- [Task prompt]
Please return the lines of the data that contain "below".

Referring expression pointing data:
═══
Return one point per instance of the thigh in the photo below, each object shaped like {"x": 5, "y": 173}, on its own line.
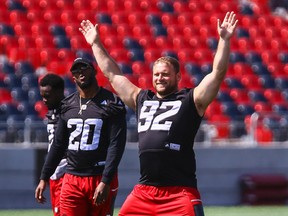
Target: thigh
{"x": 107, "y": 208}
{"x": 72, "y": 199}
{"x": 137, "y": 203}
{"x": 55, "y": 191}
{"x": 185, "y": 202}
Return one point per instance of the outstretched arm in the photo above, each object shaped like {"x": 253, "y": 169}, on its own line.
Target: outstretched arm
{"x": 126, "y": 90}
{"x": 208, "y": 88}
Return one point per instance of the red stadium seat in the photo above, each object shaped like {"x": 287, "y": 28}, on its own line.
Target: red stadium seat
{"x": 273, "y": 95}
{"x": 169, "y": 19}
{"x": 260, "y": 106}
{"x": 26, "y": 42}
{"x": 139, "y": 67}
{"x": 78, "y": 42}
{"x": 250, "y": 81}
{"x": 17, "y": 16}
{"x": 146, "y": 42}
{"x": 221, "y": 123}
{"x": 136, "y": 18}
{"x": 124, "y": 30}
{"x": 151, "y": 54}
{"x": 120, "y": 17}
{"x": 186, "y": 81}
{"x": 145, "y": 81}
{"x": 181, "y": 6}
{"x": 239, "y": 95}
{"x": 40, "y": 29}
{"x": 142, "y": 30}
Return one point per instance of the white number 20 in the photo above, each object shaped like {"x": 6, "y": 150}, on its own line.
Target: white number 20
{"x": 90, "y": 130}
{"x": 171, "y": 107}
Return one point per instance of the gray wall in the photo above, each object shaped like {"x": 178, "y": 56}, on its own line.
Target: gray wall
{"x": 219, "y": 171}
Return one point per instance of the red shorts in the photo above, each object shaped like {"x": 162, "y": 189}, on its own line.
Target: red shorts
{"x": 77, "y": 196}
{"x": 55, "y": 190}
{"x": 150, "y": 200}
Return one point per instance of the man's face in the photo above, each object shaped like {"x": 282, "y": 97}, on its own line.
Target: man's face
{"x": 83, "y": 76}
{"x": 165, "y": 79}
{"x": 50, "y": 97}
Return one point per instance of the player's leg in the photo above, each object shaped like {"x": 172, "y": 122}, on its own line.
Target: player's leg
{"x": 179, "y": 201}
{"x": 55, "y": 191}
{"x": 73, "y": 200}
{"x": 107, "y": 208}
{"x": 138, "y": 202}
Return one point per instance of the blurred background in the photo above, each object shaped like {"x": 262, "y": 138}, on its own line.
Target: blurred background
{"x": 244, "y": 131}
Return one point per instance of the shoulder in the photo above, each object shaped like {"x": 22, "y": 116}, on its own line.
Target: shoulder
{"x": 110, "y": 102}
{"x": 145, "y": 95}
{"x": 69, "y": 101}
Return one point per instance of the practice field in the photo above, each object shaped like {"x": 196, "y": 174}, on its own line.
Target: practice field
{"x": 209, "y": 211}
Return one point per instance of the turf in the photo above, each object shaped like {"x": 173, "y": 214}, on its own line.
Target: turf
{"x": 209, "y": 211}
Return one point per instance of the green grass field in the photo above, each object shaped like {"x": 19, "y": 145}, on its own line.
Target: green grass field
{"x": 209, "y": 211}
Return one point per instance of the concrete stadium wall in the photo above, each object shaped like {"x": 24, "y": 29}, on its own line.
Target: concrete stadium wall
{"x": 219, "y": 171}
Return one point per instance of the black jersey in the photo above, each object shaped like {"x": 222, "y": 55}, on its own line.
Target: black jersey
{"x": 53, "y": 117}
{"x": 167, "y": 128}
{"x": 94, "y": 139}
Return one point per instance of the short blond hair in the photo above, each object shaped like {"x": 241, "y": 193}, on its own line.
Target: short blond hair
{"x": 170, "y": 61}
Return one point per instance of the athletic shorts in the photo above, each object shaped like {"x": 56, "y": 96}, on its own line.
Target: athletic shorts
{"x": 55, "y": 190}
{"x": 77, "y": 196}
{"x": 150, "y": 200}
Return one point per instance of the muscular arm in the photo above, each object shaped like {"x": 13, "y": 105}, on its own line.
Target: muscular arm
{"x": 208, "y": 88}
{"x": 56, "y": 152}
{"x": 116, "y": 147}
{"x": 126, "y": 90}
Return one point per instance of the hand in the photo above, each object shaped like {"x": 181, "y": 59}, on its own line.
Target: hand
{"x": 228, "y": 26}
{"x": 89, "y": 31}
{"x": 39, "y": 192}
{"x": 101, "y": 193}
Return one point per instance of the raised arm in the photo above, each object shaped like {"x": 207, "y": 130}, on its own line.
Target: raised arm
{"x": 208, "y": 88}
{"x": 126, "y": 90}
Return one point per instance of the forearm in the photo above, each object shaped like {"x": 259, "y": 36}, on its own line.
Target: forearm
{"x": 105, "y": 62}
{"x": 115, "y": 151}
{"x": 221, "y": 59}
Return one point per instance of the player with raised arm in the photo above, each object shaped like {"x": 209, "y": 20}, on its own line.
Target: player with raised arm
{"x": 168, "y": 120}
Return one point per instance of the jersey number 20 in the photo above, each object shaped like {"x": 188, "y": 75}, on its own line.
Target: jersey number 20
{"x": 89, "y": 130}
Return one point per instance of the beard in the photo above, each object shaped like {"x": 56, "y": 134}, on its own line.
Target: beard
{"x": 87, "y": 83}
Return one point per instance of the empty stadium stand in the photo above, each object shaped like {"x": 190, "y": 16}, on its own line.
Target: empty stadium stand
{"x": 37, "y": 37}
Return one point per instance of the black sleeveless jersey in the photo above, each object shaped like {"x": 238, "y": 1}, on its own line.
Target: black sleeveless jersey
{"x": 53, "y": 116}
{"x": 167, "y": 128}
{"x": 94, "y": 139}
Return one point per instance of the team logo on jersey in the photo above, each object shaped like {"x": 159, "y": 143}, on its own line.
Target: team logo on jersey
{"x": 104, "y": 102}
{"x": 173, "y": 146}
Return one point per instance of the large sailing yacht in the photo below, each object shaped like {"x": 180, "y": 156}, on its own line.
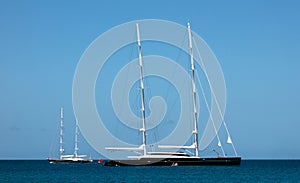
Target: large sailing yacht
{"x": 170, "y": 158}
{"x": 73, "y": 158}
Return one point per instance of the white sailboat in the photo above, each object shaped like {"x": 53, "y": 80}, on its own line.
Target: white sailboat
{"x": 73, "y": 158}
{"x": 170, "y": 158}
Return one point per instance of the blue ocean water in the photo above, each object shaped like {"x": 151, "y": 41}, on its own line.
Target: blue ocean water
{"x": 248, "y": 171}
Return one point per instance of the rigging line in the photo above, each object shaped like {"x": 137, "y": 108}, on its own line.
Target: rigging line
{"x": 177, "y": 60}
{"x": 214, "y": 96}
{"x": 210, "y": 115}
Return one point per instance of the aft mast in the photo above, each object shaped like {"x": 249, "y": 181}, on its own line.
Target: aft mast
{"x": 61, "y": 149}
{"x": 143, "y": 129}
{"x": 76, "y": 141}
{"x": 195, "y": 131}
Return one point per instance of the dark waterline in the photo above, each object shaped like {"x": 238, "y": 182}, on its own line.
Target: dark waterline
{"x": 248, "y": 171}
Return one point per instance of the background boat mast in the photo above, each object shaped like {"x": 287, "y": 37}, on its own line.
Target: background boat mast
{"x": 195, "y": 131}
{"x": 61, "y": 150}
{"x": 143, "y": 130}
{"x": 76, "y": 141}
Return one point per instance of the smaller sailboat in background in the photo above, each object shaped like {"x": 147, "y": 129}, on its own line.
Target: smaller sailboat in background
{"x": 73, "y": 158}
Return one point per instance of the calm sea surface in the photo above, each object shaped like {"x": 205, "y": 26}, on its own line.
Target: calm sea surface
{"x": 249, "y": 171}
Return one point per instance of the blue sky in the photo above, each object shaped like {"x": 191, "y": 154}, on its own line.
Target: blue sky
{"x": 256, "y": 43}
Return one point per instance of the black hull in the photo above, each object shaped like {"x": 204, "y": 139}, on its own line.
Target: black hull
{"x": 57, "y": 161}
{"x": 224, "y": 161}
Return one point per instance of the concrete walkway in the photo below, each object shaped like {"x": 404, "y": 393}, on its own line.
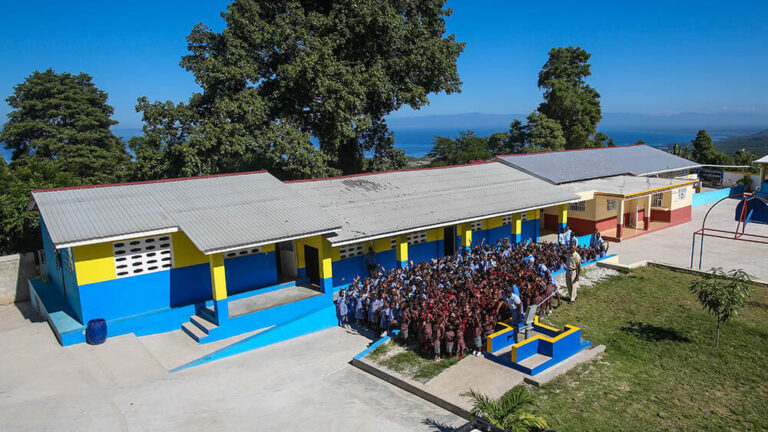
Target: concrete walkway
{"x": 301, "y": 384}
{"x": 673, "y": 245}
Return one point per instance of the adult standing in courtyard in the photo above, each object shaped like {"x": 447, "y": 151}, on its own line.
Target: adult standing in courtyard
{"x": 572, "y": 272}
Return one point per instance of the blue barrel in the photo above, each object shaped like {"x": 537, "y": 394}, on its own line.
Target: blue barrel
{"x": 96, "y": 331}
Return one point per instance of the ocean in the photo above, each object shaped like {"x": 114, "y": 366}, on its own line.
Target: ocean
{"x": 417, "y": 142}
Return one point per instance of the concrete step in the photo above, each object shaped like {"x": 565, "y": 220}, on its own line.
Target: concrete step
{"x": 202, "y": 323}
{"x": 193, "y": 331}
{"x": 534, "y": 360}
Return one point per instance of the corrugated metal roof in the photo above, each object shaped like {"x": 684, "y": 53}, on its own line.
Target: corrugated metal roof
{"x": 575, "y": 165}
{"x": 378, "y": 205}
{"x": 217, "y": 212}
{"x": 624, "y": 185}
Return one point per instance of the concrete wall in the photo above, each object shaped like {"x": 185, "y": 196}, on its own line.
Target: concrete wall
{"x": 15, "y": 271}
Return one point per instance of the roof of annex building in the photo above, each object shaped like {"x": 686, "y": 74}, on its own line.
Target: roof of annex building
{"x": 575, "y": 165}
{"x": 379, "y": 205}
{"x": 626, "y": 186}
{"x": 218, "y": 213}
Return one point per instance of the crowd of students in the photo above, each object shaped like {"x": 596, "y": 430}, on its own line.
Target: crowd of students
{"x": 449, "y": 305}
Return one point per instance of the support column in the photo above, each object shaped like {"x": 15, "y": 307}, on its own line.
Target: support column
{"x": 647, "y": 214}
{"x": 562, "y": 217}
{"x": 401, "y": 250}
{"x": 619, "y": 218}
{"x": 219, "y": 287}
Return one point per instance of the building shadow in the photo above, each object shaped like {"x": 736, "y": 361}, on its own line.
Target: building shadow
{"x": 652, "y": 333}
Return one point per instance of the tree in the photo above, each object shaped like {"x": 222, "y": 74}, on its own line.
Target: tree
{"x": 679, "y": 150}
{"x": 540, "y": 133}
{"x": 19, "y": 226}
{"x": 567, "y": 97}
{"x": 284, "y": 71}
{"x": 65, "y": 119}
{"x": 722, "y": 294}
{"x": 464, "y": 149}
{"x": 507, "y": 412}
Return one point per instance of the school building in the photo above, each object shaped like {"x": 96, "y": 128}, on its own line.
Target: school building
{"x": 624, "y": 191}
{"x": 223, "y": 255}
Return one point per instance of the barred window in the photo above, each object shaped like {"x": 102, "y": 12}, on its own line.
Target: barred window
{"x": 416, "y": 238}
{"x": 242, "y": 252}
{"x": 351, "y": 250}
{"x": 141, "y": 256}
{"x": 580, "y": 206}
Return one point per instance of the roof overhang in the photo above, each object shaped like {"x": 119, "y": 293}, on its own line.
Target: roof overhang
{"x": 444, "y": 224}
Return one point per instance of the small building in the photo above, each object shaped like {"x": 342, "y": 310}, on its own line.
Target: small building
{"x": 625, "y": 191}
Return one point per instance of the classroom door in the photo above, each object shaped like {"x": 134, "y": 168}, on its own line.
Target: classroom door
{"x": 312, "y": 261}
{"x": 449, "y": 241}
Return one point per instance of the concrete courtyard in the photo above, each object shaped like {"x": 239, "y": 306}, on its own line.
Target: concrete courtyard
{"x": 673, "y": 245}
{"x": 305, "y": 383}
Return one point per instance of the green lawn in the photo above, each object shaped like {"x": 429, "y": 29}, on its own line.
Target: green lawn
{"x": 660, "y": 370}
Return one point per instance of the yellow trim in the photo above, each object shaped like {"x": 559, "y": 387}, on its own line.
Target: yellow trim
{"x": 402, "y": 248}
{"x": 218, "y": 276}
{"x": 94, "y": 263}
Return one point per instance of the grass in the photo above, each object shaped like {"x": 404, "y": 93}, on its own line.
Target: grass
{"x": 409, "y": 362}
{"x": 661, "y": 370}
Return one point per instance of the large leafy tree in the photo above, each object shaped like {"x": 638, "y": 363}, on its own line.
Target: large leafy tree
{"x": 568, "y": 98}
{"x": 464, "y": 149}
{"x": 283, "y": 71}
{"x": 64, "y": 119}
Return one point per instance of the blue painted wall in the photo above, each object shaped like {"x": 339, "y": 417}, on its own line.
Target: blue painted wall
{"x": 425, "y": 251}
{"x": 134, "y": 295}
{"x": 345, "y": 270}
{"x": 716, "y": 195}
{"x": 250, "y": 272}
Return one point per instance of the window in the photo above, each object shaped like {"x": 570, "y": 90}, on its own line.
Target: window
{"x": 351, "y": 250}
{"x": 580, "y": 206}
{"x": 657, "y": 199}
{"x": 242, "y": 252}
{"x": 416, "y": 238}
{"x": 141, "y": 256}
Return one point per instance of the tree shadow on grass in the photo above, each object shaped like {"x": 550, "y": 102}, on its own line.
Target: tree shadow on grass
{"x": 652, "y": 333}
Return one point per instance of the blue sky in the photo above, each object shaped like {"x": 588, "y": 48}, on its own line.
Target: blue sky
{"x": 650, "y": 57}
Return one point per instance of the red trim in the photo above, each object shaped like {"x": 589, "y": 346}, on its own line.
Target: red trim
{"x": 569, "y": 150}
{"x": 475, "y": 162}
{"x": 147, "y": 181}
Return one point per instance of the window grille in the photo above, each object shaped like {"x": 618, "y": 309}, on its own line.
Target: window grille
{"x": 141, "y": 256}
{"x": 351, "y": 250}
{"x": 416, "y": 238}
{"x": 580, "y": 206}
{"x": 242, "y": 252}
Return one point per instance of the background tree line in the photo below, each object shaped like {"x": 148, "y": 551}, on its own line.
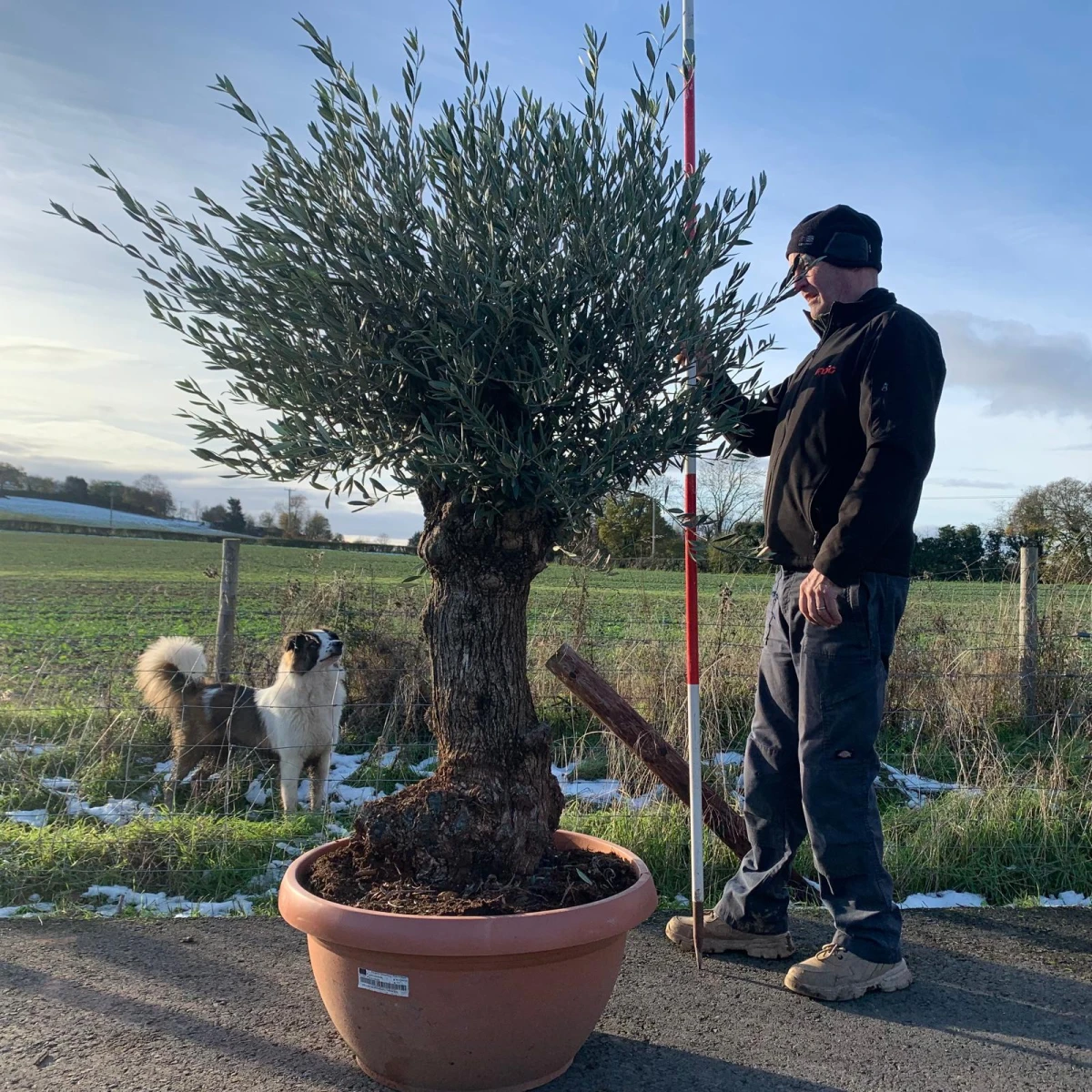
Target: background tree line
{"x": 150, "y": 496}
{"x": 639, "y": 529}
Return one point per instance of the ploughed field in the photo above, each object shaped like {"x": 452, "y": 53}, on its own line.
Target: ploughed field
{"x": 980, "y": 798}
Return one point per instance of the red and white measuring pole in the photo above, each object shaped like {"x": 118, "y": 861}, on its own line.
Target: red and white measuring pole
{"x": 691, "y": 567}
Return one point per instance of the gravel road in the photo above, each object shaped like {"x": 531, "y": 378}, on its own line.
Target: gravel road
{"x": 1003, "y": 1000}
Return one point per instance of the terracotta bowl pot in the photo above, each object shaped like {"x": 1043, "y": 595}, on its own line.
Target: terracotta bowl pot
{"x": 467, "y": 1004}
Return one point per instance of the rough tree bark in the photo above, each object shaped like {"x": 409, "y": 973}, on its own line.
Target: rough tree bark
{"x": 492, "y": 805}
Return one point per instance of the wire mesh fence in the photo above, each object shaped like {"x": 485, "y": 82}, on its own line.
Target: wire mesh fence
{"x": 83, "y": 764}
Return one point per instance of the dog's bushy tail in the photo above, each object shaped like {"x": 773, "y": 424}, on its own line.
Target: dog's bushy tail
{"x": 167, "y": 670}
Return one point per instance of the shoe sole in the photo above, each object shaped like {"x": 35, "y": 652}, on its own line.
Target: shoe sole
{"x": 898, "y": 977}
{"x": 757, "y": 947}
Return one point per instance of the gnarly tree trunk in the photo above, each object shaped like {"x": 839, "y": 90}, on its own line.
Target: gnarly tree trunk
{"x": 492, "y": 805}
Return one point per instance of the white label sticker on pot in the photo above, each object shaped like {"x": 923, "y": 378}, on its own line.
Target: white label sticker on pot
{"x": 397, "y": 986}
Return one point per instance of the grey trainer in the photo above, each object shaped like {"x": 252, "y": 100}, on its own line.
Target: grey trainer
{"x": 719, "y": 937}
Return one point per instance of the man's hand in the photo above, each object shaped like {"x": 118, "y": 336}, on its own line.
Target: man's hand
{"x": 819, "y": 600}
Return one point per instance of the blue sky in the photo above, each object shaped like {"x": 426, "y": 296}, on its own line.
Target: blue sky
{"x": 960, "y": 126}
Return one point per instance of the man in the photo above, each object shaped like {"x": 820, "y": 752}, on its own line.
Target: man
{"x": 850, "y": 438}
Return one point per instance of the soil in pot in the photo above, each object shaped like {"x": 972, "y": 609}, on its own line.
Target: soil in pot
{"x": 566, "y": 877}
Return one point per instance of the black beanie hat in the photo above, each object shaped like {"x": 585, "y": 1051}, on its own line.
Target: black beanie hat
{"x": 841, "y": 235}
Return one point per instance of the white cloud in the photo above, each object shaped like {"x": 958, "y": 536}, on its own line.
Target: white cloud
{"x": 970, "y": 484}
{"x": 1015, "y": 367}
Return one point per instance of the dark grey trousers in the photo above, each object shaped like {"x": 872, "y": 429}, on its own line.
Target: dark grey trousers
{"x": 811, "y": 765}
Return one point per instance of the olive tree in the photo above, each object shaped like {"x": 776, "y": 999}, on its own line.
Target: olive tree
{"x": 490, "y": 309}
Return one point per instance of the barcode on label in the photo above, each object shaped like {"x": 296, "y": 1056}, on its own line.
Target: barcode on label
{"x": 397, "y": 986}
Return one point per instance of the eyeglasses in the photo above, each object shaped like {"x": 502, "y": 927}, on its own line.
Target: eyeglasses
{"x": 802, "y": 266}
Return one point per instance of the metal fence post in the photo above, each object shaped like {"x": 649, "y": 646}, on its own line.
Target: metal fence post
{"x": 1029, "y": 626}
{"x": 225, "y": 621}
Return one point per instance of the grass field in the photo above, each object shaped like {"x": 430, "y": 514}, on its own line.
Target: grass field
{"x": 75, "y": 612}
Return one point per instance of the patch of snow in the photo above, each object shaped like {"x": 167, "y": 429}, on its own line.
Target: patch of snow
{"x": 604, "y": 791}
{"x": 942, "y": 900}
{"x": 33, "y": 749}
{"x": 354, "y": 797}
{"x": 918, "y": 790}
{"x": 390, "y": 758}
{"x": 637, "y": 803}
{"x": 727, "y": 758}
{"x": 58, "y": 784}
{"x": 161, "y": 905}
{"x": 113, "y": 813}
{"x": 256, "y": 794}
{"x": 1066, "y": 899}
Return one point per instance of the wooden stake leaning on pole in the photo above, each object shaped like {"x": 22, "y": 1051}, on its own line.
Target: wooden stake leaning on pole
{"x": 596, "y": 694}
{"x": 691, "y": 566}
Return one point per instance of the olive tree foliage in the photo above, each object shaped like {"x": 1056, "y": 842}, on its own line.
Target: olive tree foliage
{"x": 485, "y": 307}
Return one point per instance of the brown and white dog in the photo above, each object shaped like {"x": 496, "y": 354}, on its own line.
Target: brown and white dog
{"x": 298, "y": 718}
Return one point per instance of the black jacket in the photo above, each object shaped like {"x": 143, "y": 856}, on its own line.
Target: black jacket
{"x": 850, "y": 438}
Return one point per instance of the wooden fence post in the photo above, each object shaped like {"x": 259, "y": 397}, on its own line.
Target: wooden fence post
{"x": 225, "y": 622}
{"x": 1029, "y": 626}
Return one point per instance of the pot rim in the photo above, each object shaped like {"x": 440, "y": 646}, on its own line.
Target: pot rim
{"x": 472, "y": 935}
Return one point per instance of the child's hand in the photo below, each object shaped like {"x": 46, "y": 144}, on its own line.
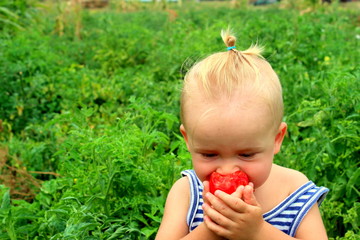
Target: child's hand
{"x": 232, "y": 217}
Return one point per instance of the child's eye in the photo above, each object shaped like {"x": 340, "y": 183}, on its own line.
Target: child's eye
{"x": 209, "y": 155}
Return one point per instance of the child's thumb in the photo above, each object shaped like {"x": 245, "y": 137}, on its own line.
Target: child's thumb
{"x": 248, "y": 196}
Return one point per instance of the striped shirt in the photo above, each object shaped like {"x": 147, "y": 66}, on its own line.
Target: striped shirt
{"x": 286, "y": 216}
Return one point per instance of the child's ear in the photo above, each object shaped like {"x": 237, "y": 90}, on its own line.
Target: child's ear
{"x": 184, "y": 133}
{"x": 280, "y": 137}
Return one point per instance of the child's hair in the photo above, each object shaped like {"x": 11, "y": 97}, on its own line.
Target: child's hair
{"x": 219, "y": 74}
═══
- [Solution to this exercise]
Return one point per instance of the thigh in the photo below, each object shaped like {"x": 5, "y": 173}, on its own line.
Return one point per instance of the large sailing yacht in the photo below, each object shaped like {"x": 180, "y": 156}, on its own line.
Return one point per instance of the concrete walkway in the photo below, each object shaped like {"x": 404, "y": 393}, on its own line.
Return one point per instance of the background tree line in the photo below, each object shaped like {"x": 148, "y": 551}, on its own line.
Return one point per instance of the child's hand in the photo below, each object shaped like {"x": 46, "y": 144}, on its own line.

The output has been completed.